• DIRECTIONS: Report the count of lines with "ball" in the data below, and no other words.
(STUDY MATERIAL Opens)
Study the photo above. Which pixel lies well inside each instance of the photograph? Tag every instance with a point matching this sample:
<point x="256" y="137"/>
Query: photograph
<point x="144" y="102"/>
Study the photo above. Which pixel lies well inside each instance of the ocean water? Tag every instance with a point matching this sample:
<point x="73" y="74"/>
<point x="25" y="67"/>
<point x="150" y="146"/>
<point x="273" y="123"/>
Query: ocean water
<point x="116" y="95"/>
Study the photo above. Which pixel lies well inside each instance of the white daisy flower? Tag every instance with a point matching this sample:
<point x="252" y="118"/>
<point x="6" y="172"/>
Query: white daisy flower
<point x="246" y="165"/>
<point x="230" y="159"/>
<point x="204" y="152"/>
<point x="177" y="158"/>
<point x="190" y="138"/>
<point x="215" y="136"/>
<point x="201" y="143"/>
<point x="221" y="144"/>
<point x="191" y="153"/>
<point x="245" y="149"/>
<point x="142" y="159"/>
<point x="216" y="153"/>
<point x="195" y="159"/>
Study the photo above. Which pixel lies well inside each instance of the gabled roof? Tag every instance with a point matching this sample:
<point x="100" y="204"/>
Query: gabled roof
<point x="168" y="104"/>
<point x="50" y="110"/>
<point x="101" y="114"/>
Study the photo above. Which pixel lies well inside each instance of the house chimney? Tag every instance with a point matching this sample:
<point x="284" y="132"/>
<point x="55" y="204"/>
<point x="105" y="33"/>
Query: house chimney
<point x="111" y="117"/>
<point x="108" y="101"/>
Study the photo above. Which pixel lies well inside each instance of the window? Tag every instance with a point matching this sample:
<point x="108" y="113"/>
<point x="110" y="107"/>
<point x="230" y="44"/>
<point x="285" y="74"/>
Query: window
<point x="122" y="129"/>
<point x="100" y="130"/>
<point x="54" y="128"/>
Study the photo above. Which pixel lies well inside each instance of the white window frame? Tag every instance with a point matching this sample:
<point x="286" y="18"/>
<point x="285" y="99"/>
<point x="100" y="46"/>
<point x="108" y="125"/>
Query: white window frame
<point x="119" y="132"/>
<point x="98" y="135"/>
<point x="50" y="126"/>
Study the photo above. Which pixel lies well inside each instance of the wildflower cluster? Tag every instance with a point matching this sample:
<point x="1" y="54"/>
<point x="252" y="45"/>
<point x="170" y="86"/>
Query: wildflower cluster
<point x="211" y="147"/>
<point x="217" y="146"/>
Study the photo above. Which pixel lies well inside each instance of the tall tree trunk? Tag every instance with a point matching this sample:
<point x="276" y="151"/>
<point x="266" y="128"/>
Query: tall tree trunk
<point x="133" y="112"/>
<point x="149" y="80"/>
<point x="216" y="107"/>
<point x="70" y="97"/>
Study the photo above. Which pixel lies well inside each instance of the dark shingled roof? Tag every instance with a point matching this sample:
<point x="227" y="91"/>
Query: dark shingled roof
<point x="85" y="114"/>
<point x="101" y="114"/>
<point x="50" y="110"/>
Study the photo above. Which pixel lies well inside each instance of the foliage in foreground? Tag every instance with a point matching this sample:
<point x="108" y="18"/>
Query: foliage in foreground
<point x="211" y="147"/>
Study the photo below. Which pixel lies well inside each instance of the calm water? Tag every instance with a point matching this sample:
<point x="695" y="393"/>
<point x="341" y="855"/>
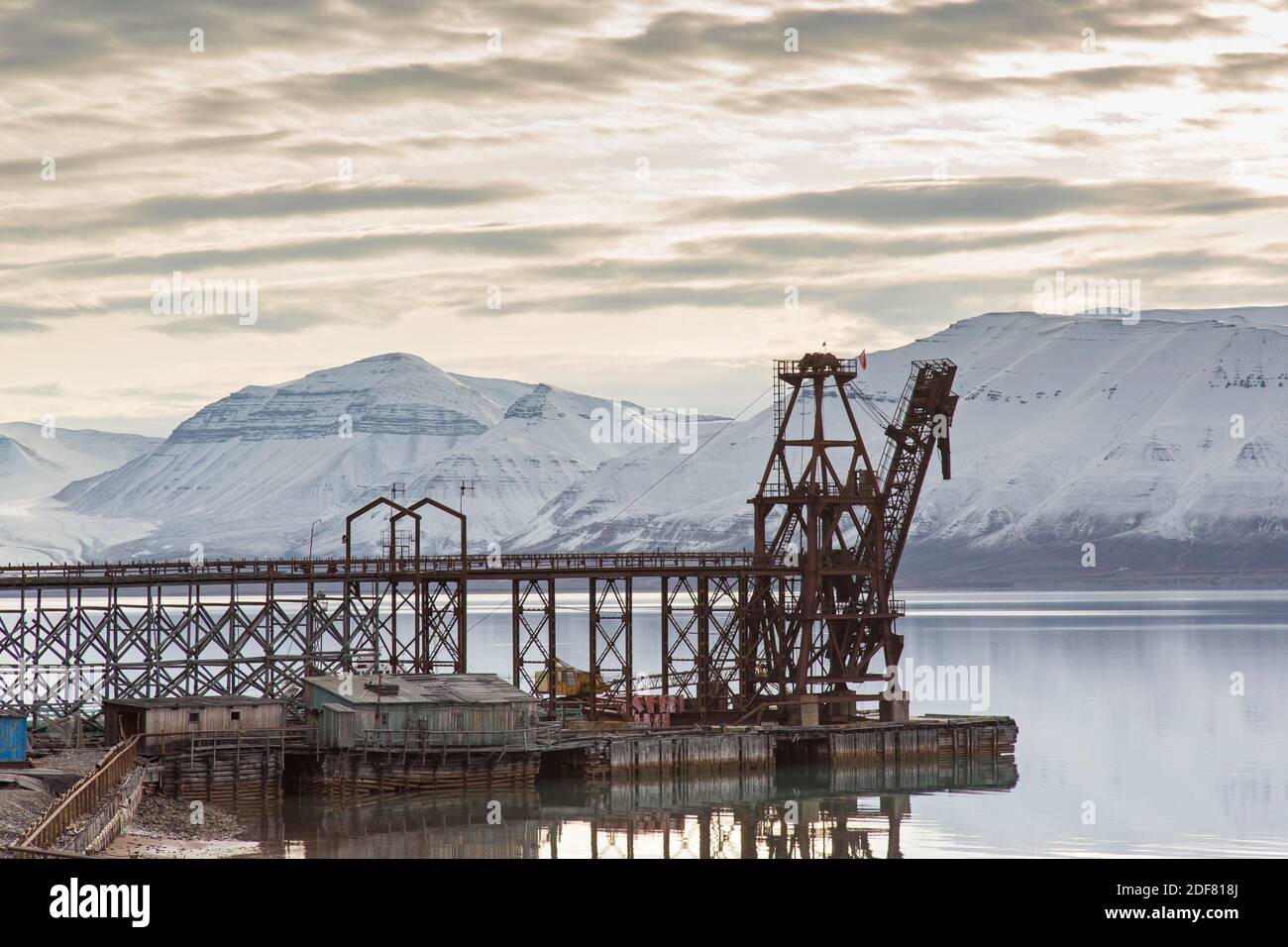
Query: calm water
<point x="1124" y="702"/>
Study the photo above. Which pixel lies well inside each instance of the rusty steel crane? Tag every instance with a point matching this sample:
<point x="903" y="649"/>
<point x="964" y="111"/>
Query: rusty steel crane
<point x="844" y="522"/>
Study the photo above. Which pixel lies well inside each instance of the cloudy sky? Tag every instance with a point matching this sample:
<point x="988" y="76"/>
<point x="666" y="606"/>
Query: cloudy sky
<point x="606" y="196"/>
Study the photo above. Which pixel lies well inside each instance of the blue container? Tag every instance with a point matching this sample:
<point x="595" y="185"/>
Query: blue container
<point x="13" y="737"/>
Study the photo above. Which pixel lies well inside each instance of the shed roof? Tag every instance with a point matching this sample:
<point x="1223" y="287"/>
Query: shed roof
<point x="425" y="688"/>
<point x="174" y="702"/>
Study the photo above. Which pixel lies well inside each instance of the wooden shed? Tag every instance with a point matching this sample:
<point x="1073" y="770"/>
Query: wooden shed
<point x="125" y="716"/>
<point x="419" y="709"/>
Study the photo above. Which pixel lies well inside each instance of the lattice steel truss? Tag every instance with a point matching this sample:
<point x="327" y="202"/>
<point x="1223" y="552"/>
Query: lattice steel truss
<point x="803" y="613"/>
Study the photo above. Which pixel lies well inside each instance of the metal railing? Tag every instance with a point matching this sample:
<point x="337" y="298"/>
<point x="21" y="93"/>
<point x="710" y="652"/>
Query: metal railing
<point x="420" y="741"/>
<point x="80" y="800"/>
<point x="236" y="571"/>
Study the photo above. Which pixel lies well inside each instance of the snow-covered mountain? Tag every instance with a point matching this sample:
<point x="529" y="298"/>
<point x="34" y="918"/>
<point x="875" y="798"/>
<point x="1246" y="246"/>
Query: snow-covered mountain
<point x="1070" y="431"/>
<point x="1164" y="444"/>
<point x="252" y="474"/>
<point x="38" y="460"/>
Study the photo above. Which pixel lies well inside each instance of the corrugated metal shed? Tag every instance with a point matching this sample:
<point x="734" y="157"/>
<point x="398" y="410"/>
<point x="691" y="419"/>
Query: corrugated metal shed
<point x="336" y="725"/>
<point x="13" y="737"/>
<point x="127" y="715"/>
<point x="449" y="709"/>
<point x="420" y="688"/>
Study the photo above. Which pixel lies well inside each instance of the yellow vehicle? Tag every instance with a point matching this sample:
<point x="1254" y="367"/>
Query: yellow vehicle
<point x="570" y="682"/>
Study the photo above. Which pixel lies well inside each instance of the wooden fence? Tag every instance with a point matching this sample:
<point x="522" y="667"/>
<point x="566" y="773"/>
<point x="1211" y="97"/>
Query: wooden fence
<point x="78" y="801"/>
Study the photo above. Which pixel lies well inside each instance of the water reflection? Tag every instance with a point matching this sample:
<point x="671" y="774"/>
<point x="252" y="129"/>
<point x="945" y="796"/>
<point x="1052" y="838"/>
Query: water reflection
<point x="795" y="814"/>
<point x="1163" y="709"/>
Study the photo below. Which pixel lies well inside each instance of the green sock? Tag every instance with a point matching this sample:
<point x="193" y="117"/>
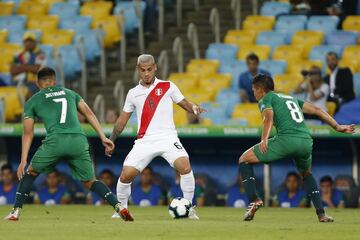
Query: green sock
<point x="247" y="174"/>
<point x="23" y="190"/>
<point x="313" y="193"/>
<point x="103" y="191"/>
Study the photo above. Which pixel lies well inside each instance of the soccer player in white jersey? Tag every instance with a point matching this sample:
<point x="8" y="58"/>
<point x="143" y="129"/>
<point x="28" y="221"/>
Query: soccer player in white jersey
<point x="153" y="101"/>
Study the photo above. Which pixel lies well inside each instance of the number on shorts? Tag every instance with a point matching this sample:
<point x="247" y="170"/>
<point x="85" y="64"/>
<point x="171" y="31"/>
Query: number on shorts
<point x="294" y="111"/>
<point x="177" y="145"/>
<point x="63" y="102"/>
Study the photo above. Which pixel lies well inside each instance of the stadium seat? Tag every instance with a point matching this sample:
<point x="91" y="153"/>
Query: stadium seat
<point x="325" y="24"/>
<point x="43" y="23"/>
<point x="221" y="51"/>
<point x="258" y="23"/>
<point x="71" y="61"/>
<point x="97" y="9"/>
<point x="342" y="38"/>
<point x="273" y="39"/>
<point x="262" y="51"/>
<point x="202" y="67"/>
<point x="273" y="66"/>
<point x="297" y="67"/>
<point x="78" y="24"/>
<point x="249" y="113"/>
<point x="240" y="37"/>
<point x="110" y="25"/>
<point x="6" y="8"/>
<point x="288" y="53"/>
<point x="351" y="23"/>
<point x="65" y="9"/>
<point x="286" y="83"/>
<point x="184" y="81"/>
<point x="132" y="21"/>
<point x="30" y="8"/>
<point x="274" y="8"/>
<point x="58" y="37"/>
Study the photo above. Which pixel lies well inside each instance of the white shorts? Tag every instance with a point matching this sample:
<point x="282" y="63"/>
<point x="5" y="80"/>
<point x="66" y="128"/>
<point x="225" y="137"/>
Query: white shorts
<point x="144" y="151"/>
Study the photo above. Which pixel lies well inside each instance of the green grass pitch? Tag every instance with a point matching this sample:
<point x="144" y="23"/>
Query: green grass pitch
<point x="88" y="222"/>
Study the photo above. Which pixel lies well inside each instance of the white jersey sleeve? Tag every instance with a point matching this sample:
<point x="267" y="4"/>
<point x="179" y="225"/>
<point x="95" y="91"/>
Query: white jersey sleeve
<point x="175" y="94"/>
<point x="129" y="105"/>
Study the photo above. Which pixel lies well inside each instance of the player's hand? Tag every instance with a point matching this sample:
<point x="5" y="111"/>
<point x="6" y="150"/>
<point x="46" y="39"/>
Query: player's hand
<point x="345" y="128"/>
<point x="263" y="146"/>
<point x="21" y="170"/>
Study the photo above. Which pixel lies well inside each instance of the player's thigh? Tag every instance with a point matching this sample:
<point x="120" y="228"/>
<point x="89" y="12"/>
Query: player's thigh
<point x="173" y="151"/>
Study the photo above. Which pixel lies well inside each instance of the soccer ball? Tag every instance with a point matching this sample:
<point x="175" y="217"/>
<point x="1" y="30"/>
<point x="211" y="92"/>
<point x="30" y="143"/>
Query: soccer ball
(STUDY MATERIAL Closes)
• RESPONSE: 2